## Instrução escrita:
Copie fielmente o trecho do texto sobre o ENIAC começando em "Neste 8 de março, Dia" e terminando em "um ser humano.".

## Texto extraído:
ENIAC (Electronic Numerical Integrator and Computer) foi o primeiro computador digital e eletrônico programável do mundo. A sigla, que significa “integrador e computador numérico eletrônico”, representa um marco na história da computação. O que pouca gente sabe é que a máquina foi desenvolvida por uma equipe majoritariamente feminina: seis mulheres foram principais programadoras do computador que mudou os rumos da informática. No entanto, sua participação foi bastante ofuscada ao longo da história, e começou a ser reconhecida várias décadas depois.
Neste 8 de março, Dia Internacional da Mulher, conheça a história do ENIAC e de Kathleen Antonelli, Jean Bartik, Frances “Betty” Holberton, Marlyn Meltzer, Frances Spence e Ruth Teitelbaum, mulheres pioneiras que ajudaram a abrir caminho para tantas outras no mercado da tecnologia.
Uma breve história do ENIAC
O ENIAC foi o primeiro computador eletrônico de grande escala do mundo. O projeto foi idealizado por engenheiros da Escola de Engenharia Eletrônica da Universidade da Pensilvânia. O objetivo era criar uma máquina capaz de realizar cálculos complexos em uma fração do tempo que levaria um ser humano.
Para programar o ENIAC — trabalho feito pelo grupo de seis mulheres —, era necessário utilizar fios e interruptores para definir as operações a serem realizadas, o que tornava o processo extremamente demorado e propenso a erros. Além disso, a programação do computador precisava ser completamente refeita sempre que uma tarefa diferente era executada. Para salvar as informações, eram utilizados cartões perfurados.
Interessado em melhorar sua inteligência de guerra, o Exército dos Estados Unidos decidiu patrocinar o projeto e investiu, na época, cerca de US$ 500 mil na invenção. A ideia era que o ENIAC pudesse ajudar nos cálculos balísticos necessários para a fabricação de munições e bombas durante a Segunda Guerra Mundial, mas a invenção só ficou pronta depois de terminado o conflito. Sua primeira apresentação pública aconteceu em 1946 e, no ano seguinte, o ENIAC foi ligado pela primeira vez. Em 1955, a máquina foi desativada, depois de ter sido usada para diversos projetos de pesquisa e desenvolvimento.

## Registros extraídos:

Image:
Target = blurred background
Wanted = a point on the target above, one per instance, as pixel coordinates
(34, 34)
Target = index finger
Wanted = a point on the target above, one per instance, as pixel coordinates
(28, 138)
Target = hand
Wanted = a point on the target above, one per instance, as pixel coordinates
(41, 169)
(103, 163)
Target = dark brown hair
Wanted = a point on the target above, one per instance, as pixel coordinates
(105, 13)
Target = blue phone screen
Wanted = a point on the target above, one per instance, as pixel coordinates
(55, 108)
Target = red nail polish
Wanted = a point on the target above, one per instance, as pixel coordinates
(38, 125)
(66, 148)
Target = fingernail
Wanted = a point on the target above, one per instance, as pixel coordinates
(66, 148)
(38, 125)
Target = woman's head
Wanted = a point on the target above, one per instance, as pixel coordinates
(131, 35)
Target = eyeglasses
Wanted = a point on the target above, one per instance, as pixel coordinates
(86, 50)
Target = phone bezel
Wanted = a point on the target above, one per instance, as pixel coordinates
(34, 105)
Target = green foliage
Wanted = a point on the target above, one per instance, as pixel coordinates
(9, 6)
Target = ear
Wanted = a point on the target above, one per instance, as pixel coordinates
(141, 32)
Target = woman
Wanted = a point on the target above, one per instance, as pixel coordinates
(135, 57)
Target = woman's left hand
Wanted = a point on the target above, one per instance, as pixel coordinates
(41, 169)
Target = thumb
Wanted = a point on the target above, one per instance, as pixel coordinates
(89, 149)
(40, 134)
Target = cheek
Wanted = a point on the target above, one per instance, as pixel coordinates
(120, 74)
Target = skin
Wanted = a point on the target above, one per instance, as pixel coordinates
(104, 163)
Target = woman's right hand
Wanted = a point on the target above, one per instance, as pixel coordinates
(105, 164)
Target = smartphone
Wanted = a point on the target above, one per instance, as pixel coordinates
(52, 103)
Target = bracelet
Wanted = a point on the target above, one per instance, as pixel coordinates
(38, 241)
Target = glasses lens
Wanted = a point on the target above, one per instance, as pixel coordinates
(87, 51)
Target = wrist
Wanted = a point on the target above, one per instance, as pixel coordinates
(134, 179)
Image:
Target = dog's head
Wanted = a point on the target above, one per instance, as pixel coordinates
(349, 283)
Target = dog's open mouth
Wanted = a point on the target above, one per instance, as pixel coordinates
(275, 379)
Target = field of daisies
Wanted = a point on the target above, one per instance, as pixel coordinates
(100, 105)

## Solução da tarefa:
Neste 8 de março, Dia Internacional da Mulher, conheça a história do ENIAC e de Kathleen Antonelli, Jean Bartik, Frances “Betty” Holberton, Marlyn Meltzer, Frances Spence e Ruth Teitelbaum, mulheres pioneiras que ajudaram a abrir caminho para tantas outras no mercado da tecnologia.
Uma breve história do ENIAC
O ENIAC foi o primeiro computador eletrônico de grande escala do mundo. O projeto foi idealizado por engenheiros da Escola de Engenharia Eletrônica da Universidade da Pensilvânia. O objetivo era criar uma máquina capaz de realizar cálculos complexos em uma fração do tempo que levaria um ser humano.